GOAL OF THE EXERCISE: Every line between the top of the data below and the line with "object: cab door", both ends included, must be retyped exactly.

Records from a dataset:
====

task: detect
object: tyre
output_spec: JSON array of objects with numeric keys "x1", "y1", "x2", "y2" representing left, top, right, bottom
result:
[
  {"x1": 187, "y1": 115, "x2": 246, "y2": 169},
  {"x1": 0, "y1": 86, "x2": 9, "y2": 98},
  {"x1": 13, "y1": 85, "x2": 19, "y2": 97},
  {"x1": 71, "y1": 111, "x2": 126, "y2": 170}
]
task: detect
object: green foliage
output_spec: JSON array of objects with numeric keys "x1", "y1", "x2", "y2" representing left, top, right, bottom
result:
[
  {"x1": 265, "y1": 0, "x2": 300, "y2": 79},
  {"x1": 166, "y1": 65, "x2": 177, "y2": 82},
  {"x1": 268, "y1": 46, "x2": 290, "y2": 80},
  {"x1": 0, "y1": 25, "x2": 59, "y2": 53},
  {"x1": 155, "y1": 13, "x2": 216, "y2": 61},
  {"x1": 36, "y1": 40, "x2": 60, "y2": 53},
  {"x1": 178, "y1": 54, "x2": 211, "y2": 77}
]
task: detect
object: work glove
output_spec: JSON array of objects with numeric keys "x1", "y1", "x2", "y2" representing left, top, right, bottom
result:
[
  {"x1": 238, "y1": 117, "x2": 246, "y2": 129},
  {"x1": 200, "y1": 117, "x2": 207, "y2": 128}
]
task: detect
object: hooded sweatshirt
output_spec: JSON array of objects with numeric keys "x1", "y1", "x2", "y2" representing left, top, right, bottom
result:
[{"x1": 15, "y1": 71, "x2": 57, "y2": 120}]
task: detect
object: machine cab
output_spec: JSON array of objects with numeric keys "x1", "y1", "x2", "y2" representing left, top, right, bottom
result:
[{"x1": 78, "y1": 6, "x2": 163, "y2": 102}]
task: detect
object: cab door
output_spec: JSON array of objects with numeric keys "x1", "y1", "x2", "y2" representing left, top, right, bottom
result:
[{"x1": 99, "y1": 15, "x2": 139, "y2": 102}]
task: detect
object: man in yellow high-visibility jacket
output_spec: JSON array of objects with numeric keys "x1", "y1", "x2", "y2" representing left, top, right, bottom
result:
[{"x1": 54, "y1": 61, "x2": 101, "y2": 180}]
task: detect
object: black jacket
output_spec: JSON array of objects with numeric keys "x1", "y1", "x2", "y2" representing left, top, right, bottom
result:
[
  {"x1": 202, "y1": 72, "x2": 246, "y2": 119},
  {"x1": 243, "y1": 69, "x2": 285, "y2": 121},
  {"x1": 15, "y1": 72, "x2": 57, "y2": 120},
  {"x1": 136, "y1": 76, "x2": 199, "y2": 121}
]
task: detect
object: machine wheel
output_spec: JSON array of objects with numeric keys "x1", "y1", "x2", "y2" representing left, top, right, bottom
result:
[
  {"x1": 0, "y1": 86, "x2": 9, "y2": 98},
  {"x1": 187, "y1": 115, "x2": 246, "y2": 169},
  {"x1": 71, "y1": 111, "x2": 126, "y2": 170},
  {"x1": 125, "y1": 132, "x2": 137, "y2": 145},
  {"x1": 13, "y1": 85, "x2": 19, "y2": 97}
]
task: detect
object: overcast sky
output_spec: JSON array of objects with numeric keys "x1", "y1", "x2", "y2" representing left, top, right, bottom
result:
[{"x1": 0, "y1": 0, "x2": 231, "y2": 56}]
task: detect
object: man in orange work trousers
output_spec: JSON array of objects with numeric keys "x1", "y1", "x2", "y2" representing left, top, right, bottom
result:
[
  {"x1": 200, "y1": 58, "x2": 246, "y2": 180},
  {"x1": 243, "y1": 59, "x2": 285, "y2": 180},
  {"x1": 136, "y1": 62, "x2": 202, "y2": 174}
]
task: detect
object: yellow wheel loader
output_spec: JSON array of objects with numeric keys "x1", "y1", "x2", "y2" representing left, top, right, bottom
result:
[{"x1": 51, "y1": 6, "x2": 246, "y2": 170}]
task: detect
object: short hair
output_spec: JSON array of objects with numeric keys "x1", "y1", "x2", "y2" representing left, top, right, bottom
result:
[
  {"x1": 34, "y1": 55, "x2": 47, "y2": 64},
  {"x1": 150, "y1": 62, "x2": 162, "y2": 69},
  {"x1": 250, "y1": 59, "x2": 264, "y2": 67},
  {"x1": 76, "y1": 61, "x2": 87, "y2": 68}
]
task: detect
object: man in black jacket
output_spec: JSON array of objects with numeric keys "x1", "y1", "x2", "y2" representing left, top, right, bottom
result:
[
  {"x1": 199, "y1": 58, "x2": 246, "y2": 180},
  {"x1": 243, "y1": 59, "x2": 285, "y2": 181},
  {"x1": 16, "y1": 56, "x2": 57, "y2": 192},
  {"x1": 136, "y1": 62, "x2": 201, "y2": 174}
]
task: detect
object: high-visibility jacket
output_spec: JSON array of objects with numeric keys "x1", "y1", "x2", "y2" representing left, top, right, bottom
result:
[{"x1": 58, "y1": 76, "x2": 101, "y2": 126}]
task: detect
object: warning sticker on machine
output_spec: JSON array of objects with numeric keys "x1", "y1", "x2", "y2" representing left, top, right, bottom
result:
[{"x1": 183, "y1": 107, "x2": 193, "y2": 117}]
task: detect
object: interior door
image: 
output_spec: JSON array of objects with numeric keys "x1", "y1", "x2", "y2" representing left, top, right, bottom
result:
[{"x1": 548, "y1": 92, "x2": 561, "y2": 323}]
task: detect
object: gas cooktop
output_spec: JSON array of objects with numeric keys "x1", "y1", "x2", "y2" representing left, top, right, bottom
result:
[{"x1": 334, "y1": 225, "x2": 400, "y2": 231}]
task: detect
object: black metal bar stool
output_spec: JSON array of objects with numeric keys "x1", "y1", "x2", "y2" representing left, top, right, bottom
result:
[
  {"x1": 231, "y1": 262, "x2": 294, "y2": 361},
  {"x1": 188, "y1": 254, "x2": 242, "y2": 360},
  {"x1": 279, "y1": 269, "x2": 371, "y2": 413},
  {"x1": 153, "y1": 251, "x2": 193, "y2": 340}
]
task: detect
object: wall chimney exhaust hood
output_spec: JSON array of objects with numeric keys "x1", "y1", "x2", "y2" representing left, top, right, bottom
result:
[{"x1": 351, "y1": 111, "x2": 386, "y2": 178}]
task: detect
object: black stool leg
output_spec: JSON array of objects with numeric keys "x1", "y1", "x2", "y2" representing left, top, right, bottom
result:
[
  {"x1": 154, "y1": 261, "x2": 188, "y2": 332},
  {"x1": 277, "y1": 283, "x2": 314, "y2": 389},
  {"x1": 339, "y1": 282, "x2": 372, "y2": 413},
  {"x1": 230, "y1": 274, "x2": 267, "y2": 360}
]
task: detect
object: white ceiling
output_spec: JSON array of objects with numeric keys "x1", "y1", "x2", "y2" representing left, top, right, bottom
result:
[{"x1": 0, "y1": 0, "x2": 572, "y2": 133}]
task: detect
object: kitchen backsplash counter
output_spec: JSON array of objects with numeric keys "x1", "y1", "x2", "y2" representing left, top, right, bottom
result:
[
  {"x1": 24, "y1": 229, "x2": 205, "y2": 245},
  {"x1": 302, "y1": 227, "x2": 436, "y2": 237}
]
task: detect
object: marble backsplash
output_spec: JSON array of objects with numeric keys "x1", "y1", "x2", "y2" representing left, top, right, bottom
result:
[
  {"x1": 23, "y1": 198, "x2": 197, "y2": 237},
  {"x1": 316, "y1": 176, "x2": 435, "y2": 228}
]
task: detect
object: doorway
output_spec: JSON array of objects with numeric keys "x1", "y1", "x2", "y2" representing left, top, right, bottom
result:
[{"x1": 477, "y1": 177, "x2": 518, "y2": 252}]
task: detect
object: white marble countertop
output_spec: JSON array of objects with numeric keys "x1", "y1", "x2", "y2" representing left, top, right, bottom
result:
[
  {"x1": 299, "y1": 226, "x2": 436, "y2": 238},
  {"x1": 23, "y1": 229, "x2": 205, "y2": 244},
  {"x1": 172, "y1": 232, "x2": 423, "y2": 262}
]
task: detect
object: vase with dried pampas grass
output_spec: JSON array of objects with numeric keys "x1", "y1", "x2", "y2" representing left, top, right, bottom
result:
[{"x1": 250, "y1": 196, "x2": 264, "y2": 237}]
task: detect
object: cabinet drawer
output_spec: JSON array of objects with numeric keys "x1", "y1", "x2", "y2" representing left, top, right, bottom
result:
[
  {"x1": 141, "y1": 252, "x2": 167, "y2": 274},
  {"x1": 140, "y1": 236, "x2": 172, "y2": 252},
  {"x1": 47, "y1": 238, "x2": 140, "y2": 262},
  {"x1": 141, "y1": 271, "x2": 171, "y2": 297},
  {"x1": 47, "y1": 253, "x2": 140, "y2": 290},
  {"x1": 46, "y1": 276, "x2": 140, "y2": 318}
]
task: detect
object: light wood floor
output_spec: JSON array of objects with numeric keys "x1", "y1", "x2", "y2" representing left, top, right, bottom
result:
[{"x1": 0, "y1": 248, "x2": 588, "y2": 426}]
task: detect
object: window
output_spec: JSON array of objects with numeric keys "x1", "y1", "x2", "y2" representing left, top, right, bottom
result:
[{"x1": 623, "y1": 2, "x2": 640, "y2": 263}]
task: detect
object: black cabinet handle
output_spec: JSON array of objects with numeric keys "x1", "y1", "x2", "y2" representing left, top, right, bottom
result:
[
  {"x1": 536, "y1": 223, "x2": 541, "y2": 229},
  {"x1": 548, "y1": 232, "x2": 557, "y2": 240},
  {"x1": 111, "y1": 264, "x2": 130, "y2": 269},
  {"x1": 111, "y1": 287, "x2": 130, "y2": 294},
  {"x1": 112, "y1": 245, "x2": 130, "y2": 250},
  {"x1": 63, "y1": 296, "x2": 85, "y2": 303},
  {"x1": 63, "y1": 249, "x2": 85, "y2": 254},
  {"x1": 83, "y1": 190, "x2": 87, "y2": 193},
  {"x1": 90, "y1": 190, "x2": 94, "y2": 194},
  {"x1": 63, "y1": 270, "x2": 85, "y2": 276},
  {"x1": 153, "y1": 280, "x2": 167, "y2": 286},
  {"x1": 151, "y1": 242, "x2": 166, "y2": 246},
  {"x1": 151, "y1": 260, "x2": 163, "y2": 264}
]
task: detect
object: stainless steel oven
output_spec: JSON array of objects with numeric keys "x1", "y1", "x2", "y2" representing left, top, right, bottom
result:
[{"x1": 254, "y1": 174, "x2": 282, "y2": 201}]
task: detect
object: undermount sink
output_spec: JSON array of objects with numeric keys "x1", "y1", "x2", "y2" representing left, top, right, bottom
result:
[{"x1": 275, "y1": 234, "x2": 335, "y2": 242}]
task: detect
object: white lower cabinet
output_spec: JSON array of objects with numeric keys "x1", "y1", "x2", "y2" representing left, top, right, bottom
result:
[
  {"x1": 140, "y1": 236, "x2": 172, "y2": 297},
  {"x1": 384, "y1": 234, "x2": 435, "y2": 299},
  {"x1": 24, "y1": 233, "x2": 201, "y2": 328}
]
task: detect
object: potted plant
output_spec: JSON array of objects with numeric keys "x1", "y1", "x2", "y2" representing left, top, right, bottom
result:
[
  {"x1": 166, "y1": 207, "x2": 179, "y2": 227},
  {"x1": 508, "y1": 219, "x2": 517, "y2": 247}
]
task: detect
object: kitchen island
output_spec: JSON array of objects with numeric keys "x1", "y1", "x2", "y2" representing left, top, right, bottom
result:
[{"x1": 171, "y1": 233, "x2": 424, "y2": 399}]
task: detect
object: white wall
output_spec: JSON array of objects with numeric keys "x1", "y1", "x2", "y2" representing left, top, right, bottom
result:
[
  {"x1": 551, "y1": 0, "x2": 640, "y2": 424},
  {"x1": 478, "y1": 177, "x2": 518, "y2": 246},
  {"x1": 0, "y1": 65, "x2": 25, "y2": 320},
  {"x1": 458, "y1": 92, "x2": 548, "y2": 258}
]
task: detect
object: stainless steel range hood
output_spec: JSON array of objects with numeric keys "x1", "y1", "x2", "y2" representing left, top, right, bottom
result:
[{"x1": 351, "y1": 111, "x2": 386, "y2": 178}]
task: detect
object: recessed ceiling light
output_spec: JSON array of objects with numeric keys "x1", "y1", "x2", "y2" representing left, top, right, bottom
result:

====

EXPECTED OUTPUT:
task: detect
object: tyre
output_spec: JSON array of objects with numeric keys "x1", "y1", "x2", "y2" representing left, top, right, bottom
result:
[
  {"x1": 187, "y1": 115, "x2": 246, "y2": 169},
  {"x1": 0, "y1": 86, "x2": 9, "y2": 98},
  {"x1": 13, "y1": 85, "x2": 19, "y2": 97},
  {"x1": 71, "y1": 111, "x2": 126, "y2": 170}
]
task: detect
object: green foliage
output_spec: JSON array of objects with numeric keys "x1", "y1", "x2", "y2" representing left, top, right, bottom
result:
[
  {"x1": 265, "y1": 0, "x2": 300, "y2": 79},
  {"x1": 166, "y1": 65, "x2": 177, "y2": 82},
  {"x1": 268, "y1": 46, "x2": 290, "y2": 80},
  {"x1": 0, "y1": 25, "x2": 59, "y2": 53},
  {"x1": 155, "y1": 13, "x2": 216, "y2": 61},
  {"x1": 36, "y1": 40, "x2": 60, "y2": 53},
  {"x1": 178, "y1": 54, "x2": 211, "y2": 77}
]
task: detect
object: work glove
output_spec: JSON array of objects with numeric keys "x1", "y1", "x2", "y2" representing left, top, right, bottom
result:
[
  {"x1": 238, "y1": 117, "x2": 246, "y2": 129},
  {"x1": 200, "y1": 117, "x2": 207, "y2": 128}
]
task: detect
object: hooded sweatshirt
output_spec: JSON array of objects with numeric keys "x1", "y1", "x2", "y2" representing left, top, right, bottom
result:
[{"x1": 15, "y1": 71, "x2": 57, "y2": 120}]
task: detect
object: machine cab
output_spec: JSON array of objects with numeric keys "x1", "y1", "x2", "y2" representing left, top, right, bottom
result:
[{"x1": 78, "y1": 6, "x2": 163, "y2": 102}]
task: detect
object: cab door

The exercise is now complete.